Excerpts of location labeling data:
## BEGIN

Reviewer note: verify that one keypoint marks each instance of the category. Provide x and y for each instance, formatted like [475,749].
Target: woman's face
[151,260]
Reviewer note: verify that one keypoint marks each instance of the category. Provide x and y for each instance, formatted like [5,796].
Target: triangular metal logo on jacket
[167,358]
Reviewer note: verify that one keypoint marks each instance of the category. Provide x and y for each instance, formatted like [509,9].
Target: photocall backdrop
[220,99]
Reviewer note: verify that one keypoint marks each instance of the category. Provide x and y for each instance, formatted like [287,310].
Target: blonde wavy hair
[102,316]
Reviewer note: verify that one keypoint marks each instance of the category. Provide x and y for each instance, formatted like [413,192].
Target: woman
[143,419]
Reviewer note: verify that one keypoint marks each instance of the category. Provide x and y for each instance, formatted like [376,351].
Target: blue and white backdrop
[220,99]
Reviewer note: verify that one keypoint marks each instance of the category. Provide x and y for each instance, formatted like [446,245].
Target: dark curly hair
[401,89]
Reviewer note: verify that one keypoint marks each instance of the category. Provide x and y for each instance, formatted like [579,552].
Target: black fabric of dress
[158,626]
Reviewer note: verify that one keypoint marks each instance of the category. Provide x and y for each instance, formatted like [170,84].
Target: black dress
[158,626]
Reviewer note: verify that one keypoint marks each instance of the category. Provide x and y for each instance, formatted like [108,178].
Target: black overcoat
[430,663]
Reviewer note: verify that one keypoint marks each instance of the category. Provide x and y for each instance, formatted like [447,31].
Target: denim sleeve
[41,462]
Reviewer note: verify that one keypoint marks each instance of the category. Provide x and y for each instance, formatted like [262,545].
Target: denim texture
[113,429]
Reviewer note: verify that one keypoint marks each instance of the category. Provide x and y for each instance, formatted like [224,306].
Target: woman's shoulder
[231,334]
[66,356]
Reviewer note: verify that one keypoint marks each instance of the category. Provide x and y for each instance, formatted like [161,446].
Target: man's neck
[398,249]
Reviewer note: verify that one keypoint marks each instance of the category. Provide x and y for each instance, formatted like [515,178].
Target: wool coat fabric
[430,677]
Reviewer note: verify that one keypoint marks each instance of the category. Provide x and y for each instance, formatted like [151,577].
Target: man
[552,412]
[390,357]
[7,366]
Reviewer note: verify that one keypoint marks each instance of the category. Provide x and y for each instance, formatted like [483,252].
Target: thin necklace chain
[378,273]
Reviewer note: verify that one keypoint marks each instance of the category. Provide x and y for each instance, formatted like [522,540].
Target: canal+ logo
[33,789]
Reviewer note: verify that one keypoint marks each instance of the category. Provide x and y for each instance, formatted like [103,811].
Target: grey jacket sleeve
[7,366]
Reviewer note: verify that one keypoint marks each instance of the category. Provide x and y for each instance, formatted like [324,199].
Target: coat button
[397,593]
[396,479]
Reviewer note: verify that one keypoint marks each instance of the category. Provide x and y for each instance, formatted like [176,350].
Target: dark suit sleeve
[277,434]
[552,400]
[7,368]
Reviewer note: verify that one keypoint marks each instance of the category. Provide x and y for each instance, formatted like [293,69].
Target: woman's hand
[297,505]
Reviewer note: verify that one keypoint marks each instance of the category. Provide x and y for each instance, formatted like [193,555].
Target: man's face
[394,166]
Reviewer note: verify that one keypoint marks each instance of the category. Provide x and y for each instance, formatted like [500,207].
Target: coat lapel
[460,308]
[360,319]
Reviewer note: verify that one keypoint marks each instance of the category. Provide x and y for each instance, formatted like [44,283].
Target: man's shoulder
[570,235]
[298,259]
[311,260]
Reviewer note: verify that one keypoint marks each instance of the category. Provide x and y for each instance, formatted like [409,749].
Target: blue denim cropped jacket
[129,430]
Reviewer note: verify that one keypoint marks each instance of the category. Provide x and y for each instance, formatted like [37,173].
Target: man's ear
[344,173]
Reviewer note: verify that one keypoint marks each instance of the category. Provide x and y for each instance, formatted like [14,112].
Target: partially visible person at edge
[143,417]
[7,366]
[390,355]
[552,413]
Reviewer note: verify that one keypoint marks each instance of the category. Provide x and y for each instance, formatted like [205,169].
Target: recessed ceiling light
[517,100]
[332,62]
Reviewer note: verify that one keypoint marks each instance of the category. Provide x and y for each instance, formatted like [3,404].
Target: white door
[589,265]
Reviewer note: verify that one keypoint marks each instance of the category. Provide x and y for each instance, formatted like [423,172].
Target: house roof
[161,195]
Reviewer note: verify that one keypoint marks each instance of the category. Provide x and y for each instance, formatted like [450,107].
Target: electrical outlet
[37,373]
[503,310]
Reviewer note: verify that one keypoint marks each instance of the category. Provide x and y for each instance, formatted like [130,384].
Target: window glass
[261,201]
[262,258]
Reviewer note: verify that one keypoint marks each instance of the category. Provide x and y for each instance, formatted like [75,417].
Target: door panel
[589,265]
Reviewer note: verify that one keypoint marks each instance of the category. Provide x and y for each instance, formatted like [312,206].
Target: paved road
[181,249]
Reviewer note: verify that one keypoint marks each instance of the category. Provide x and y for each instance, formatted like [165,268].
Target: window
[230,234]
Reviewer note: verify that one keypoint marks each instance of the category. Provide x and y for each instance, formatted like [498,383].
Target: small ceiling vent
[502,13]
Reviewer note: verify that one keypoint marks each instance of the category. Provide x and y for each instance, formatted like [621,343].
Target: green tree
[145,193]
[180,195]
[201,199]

## END

[PROBLEM] Extract all the entries word for word.

[REPLY TO THE EXERCISE]
Reviewer note: verify that one keypoint marks each instance of the category. Provide x and y for each instance, formatted like [475,749].
Target: woman's face
[151,260]
Reviewer note: verify that one keypoint marks each instance of the category. Provide x and y for each instance, formatted like [5,796].
Target: triangular metal logo on jacket
[167,358]
Reviewer note: verify that one keypoint marks each instance of the category. Provide x and y for each instance, formatted like [509,9].
Target: photocall backdrop
[220,99]
Reviewer note: verify that one keypoint marks each instance of the category. Provide x and y for each instance, formatted like [287,310].
Target: blonde wavy hair
[102,316]
Reviewer note: verify that one keypoint marks each instance of the category. Provide x and y for each instance, formatted like [413,192].
Target: woman
[143,419]
Reviewer note: verify that one keypoint marks each instance of the category. Provide x and y for each instance, formatted like [376,351].
Target: blue and white backdrop
[220,99]
Reviewer note: verify that one keypoint marks each instance of the category. Provide x and y for each instance, formatted like [446,245].
Target: dark curly hair
[401,89]
Reviewer note: verify that one keypoint marks each instance of the category. Provide x and y for each instance, formatted like [579,552].
Target: black fabric of dress
[158,626]
Reviewer note: verify that one keypoint marks each instance of the category. Provide x and y for each instance, formatted like [170,84].
Target: black dress
[158,626]
Reviewer note: verify that one keypoint marks each instance of the category. Provide x and y for each instance, formatted like [108,178].
Target: black overcoat
[430,663]
Reviewer note: verify that one keypoint marks each instance of the category. Provide x and y for each instance, formatted like [447,31].
Target: denim sleeve
[41,462]
Reviewer note: verify that one keypoint marks each instance of the category. Provide x and y for each instance, formatted like [262,545].
Target: denim texture
[113,429]
Reviewer note: verify that one keypoint marks each instance of the category. Provide x and y for each instance, formatted like [224,306].
Target: woman's shoulder
[231,334]
[66,356]
Reviewer note: verify that one keypoint marks each instance of the category. Provide x and y for each instance, formatted like [161,446].
Target: man's neck
[398,249]
Reviewer note: verify that one keypoint marks each instance of the category. Provide x and y for each instance, formatted like [515,178].
Target: wool coat fabric
[430,677]
Reviewer note: verify that one keypoint marks each instance of the category. Provide x and y for each instance, formatted like [151,577].
Target: man
[552,412]
[390,357]
[7,366]
Reviewer note: verify that one keypoint marks each instance of the category. Provide x and y for each instance, formatted like [483,252].
Target: thin necklace chain
[378,273]
Reviewer note: verify that one keypoint marks each instance of the category. Provide x and y for each instance, formatted like [522,540].
Target: canal+ logo
[33,789]
Reviewer note: verify that one keypoint marks each instance of the category. Provide x and y for each instance, formatted like [103,811].
Target: grey jacket sleeve
[7,366]
Reviewer note: verify that one keypoint marks each instance of the category. Provide x and y for each instance, formatted like [324,199].
Target: coat button
[397,593]
[396,479]
Reviewer note: verify that one keypoint marks each instance of the category. Provide x and y for each instance, formatted like [176,350].
Target: dark suit sleeve
[277,434]
[552,400]
[7,368]
Reviewer note: verify that one keypoint marks each instance of the category. Provide x and y for each instance, formatted like [293,69].
Target: woman's hand
[297,505]
Reviewer note: verify that one keypoint marks each instance of the category. Provide x and y for each instance, formatted like [193,555].
Target: man's face
[394,166]
Reviewer note: verify that one keypoint marks each instance of the category. Provide x and y for each instance, formatted like [500,207].
Target: coat lapel
[460,308]
[360,319]
Reviewer note: verify that one keypoint marks each instance of the category. Provide x and y for each instance, formatted like [44,283].
Target: man's shoulder
[570,235]
[298,259]
[311,260]
Reviewer note: verify that one keypoint marks each instance of the category. Provide x and y for each instance, formatted like [409,749].
Target: blue denim cropped jacket
[129,430]
Reviewer note: verify that one keypoint marks each instance of the category. Provide x and y for each instance, formatted like [37,173].
Target: man's ear
[344,173]
Reviewer note: verify that one keypoint marks each instance of the category. Provide x and y for each instance, formatted like [14,112].
Target: partially visible person at edge
[143,417]
[7,366]
[390,355]
[552,413]
Reviewer note: verify that one keypoint marks each instance of the category. Provide x and y for each instance, formatted like [205,169].
Target: recessed ceiling light
[517,100]
[332,62]
Reviewer note: verify that one keypoint marks each instance of the category. Provide x and y for each instance, formatted like [3,404].
Target: white door
[589,265]
Reviewer note: verify that one keypoint marks each instance of the category. Provide x and y for each instance, formatted like [423,172].
Target: house roof
[161,195]
Reviewer note: verify that one keypoint marks each instance of the category. Provide x and y for each instance, formatted like [450,107].
Target: electrical outlet
[37,373]
[503,310]
Reviewer note: verify that one keypoint marks each instance of the category. Provide x and y for each instance, formatted like [130,384].
Target: window glass
[261,201]
[262,258]
Reviewer note: verify that one keypoint marks each instance of the category. Provide x and y for each instance, formatted like [75,417].
Target: door panel
[589,265]
Reviewer note: verify that one keypoint marks each instance of the category. Provide x and y for each instance, formatted like [312,206].
Target: paved road
[181,249]
Reviewer note: verify that one keypoint marks each instance of the category. Provide x and y for each instance, formatted like [165,268].
Target: window
[230,234]
Reviewer note: verify that one keypoint marks each instance of the category. Provide x and y for each instance, formatted like [498,383].
Target: small ceiling vent
[502,13]
Reviewer note: verify that one keypoint marks each instance of the category. Provide x and y for each instance, formatted like [621,343].
Target: green tree
[145,193]
[180,195]
[201,199]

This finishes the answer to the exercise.